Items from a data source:
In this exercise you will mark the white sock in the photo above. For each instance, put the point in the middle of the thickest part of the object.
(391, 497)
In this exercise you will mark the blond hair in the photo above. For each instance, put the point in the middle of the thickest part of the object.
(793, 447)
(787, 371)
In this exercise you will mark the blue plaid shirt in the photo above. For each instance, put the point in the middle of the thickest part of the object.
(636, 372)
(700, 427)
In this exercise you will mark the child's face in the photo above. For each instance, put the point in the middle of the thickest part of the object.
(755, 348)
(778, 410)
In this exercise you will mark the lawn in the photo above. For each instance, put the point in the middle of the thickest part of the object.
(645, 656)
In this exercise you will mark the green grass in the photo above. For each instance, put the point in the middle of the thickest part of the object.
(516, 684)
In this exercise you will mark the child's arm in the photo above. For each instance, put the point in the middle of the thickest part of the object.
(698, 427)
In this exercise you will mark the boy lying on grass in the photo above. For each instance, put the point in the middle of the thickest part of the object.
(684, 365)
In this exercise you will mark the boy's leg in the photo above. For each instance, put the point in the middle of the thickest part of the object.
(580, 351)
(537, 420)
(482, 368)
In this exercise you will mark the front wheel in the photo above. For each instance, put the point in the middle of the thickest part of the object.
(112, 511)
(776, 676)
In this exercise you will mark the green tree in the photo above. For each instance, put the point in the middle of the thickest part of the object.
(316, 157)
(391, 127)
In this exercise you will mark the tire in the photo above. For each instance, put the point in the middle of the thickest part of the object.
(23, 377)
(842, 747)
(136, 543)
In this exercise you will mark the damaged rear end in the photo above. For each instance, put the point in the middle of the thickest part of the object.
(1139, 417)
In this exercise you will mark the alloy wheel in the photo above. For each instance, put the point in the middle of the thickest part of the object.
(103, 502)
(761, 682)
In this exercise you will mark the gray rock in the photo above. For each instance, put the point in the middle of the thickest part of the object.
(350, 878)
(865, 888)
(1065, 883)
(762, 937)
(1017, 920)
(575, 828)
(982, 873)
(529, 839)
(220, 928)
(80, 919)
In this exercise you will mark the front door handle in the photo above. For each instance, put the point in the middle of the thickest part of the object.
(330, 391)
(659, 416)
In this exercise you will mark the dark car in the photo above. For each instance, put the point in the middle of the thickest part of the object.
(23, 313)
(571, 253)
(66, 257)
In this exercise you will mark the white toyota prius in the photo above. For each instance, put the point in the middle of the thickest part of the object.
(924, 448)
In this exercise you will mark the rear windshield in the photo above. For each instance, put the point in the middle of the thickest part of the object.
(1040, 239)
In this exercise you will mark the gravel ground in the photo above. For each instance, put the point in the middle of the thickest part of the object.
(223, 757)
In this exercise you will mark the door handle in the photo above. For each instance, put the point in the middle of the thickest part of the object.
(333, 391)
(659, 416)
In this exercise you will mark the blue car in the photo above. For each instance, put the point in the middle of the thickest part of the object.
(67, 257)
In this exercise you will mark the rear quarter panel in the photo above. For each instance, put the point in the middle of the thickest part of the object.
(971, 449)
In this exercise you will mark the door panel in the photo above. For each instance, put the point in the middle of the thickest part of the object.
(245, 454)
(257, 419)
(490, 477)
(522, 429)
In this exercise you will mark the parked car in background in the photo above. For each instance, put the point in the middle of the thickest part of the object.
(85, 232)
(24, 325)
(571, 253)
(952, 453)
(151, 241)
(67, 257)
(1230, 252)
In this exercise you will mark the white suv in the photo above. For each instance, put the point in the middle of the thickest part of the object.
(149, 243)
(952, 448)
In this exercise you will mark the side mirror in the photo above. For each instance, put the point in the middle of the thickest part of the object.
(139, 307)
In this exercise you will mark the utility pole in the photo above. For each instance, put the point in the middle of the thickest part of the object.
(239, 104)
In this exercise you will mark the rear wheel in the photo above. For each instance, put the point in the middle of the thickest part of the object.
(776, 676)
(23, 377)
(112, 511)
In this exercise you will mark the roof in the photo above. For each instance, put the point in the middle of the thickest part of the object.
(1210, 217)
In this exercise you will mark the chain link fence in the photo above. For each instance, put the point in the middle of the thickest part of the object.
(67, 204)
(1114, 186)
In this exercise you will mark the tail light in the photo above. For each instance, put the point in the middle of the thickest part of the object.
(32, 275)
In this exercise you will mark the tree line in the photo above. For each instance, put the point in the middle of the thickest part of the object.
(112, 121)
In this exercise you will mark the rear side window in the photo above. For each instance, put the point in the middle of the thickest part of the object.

— To do —
Convert the lines of the listing above into a numbered list, omitting any blank lines.

— Result for this task —
1. In this exercise you will mark the white sock in the photo above. For each instance, put the point in the middle of the thickest part of the object.
2. (391, 497)
3. In this exercise you will mark the blond hair in the photo above. For each instance, put the point in the middle of the thickest part of the object.
4. (793, 447)
5. (787, 371)
6. In this exercise you will mark the blue plaid shirt in the photo above. For each instance, put the point in the middle of the thickest part of the object.
7. (636, 372)
8. (700, 427)
9. In this exercise you will mark the child's face in the photo above. For each instance, put the point in the middle of the thickest part of the object.
10. (755, 348)
11. (778, 410)
12. In this exercise you will mark the lawn in the photo above. For each instance, put the point in the middle of the thickest part of the object.
13. (645, 656)
14. In this exercise you will mark the green grass in the photo above. For each instance, put the point in the middle of the thickest part of the object.
15. (516, 684)
16. In this exercise you will mark the child's arm in the photo above. For each instance, put the point in the middle of the thickest part of the object.
17. (698, 427)
18. In this exercise you will mark the boy lying on grass in the photo above. For each instance, put the point in the middle of the thickest part of the object.
19. (684, 365)
20. In this exercise you will mark the boy's leg in the photo above. For each instance, put the point in the middle of the thickest part of the object.
21. (580, 351)
22. (537, 420)
23. (482, 368)
24. In this exercise you will mark the front wheel in the photo above. For each instance, put the point in the middle of the thickest part of the object.
25. (112, 511)
26. (776, 676)
27. In this exercise you will mark the green tree in the photo above. For each instance, put the point in the middle of the thickest part of the object.
28. (316, 157)
29. (391, 127)
30. In this exercise you will mark the tire in the photo above. For each instance, put the point in the middle of the thickest part of the object.
31. (23, 377)
32. (842, 747)
33. (136, 543)
34. In this exercise you will mark the damaged rear end in the photo above. For each instance, put the point in the middle of the thickest part of the object.
35. (1139, 417)
36. In this exercise you will mark the alloy wheel in the photo above. For each instance, put the point in the middle of the thickest part of the object.
37. (103, 502)
38. (761, 682)
39. In this exercise you will mark the gray rock in the photo above. For each instance, put the point in the middle of the thickest part of the object.
40. (350, 878)
41. (865, 888)
42. (1065, 883)
43. (762, 937)
44. (1017, 920)
45. (575, 828)
46. (982, 873)
47. (529, 839)
48. (220, 928)
49. (80, 919)
50. In this exercise you will mark the front door handle in the photo above. For each instance, put the point in the middle of the thickest part of the object.
51. (330, 391)
52. (659, 416)
53. In this exercise you will mark the dark car in the photo above. For each instance, put the point in the middle of the thickest part of the object.
54. (23, 313)
55. (571, 253)
56. (66, 257)
57. In this exercise you will mark the white toyota prius in the photo above. For each instance, put the point in the middle of the thickest part of the object.
58. (924, 448)
59. In this exercise you will mark the rear windshield in the photo above. For each instance, put the point in the middle of the thickest part of the object.
60. (1040, 239)
61. In this exercise you will mark the gravel ground in the photo above. For each instance, put the point in the middle of the thickest part of the object.
62. (223, 757)
63. In this exercise you will mark the door handle in the photo above. For each instance, put the point in the middle of the thickest part of the object.
64. (333, 391)
65. (659, 416)
66. In this exercise you will mark the blue car in the photo above. For each instance, put the point in the middle of the thickest part of the object.
67. (67, 257)
68. In this exercise you will mark the rear quarter panel in the photo above. For each instance, put the point in the middle of the thickest part of the object.
69. (971, 449)
70. In this exercise you will mark the door panel in the photo above. For each instance, put the point in the middle of the thickest part of the object.
71. (245, 454)
72. (257, 419)
73. (490, 477)
74. (522, 429)
75. In this exercise you will mark the parked car in background in the photo above. For each instance, put the point in the middle of the thickest part of the object.
76. (85, 232)
77. (24, 325)
78. (571, 253)
79. (952, 453)
80. (151, 241)
81. (67, 257)
82. (1230, 252)
83. In this exercise you will mark the white suv in the photo above. For each instance, put the point in the middle of the thickest part of the object.
84. (149, 243)
85. (952, 448)
86. In this exercise you will mark the side mirror in the photo above. For each instance, put the point in the middle of the thickest part of the object.
87. (139, 307)
88. In this exercise you will mark the utility pole in the photo above. For each instance, put the point in the middle of the thickest part of the object.
89. (239, 104)
90. In this exercise you will mark the rear wheel in the photo above. For each instance, put the point in the middle of the thickest part of the object.
91. (776, 676)
92. (23, 377)
93. (112, 511)
94. In this exercise you will mark the roof in the photo above. For each instance, put the point in the middle of the thickest part of the object.
95. (1210, 217)
96. In this exercise you will mark the chain link fence in the photo above. For each instance, put the point in the middle of the thickest part of the object.
97. (67, 204)
98. (1114, 186)
99. In this exercise you will mark the tail light in the photo above. For each instance, put the point in the middle of the thickest part of the object.
100. (32, 275)
101. In this exercise you will mark the tree line in the photo above. For each instance, put the point in the middle of the thickest part of the object.
102. (112, 121)
103. In this exercise you will mark the rear side window in the photo above. For each instance, put the point in the middle of the thickest part of the object.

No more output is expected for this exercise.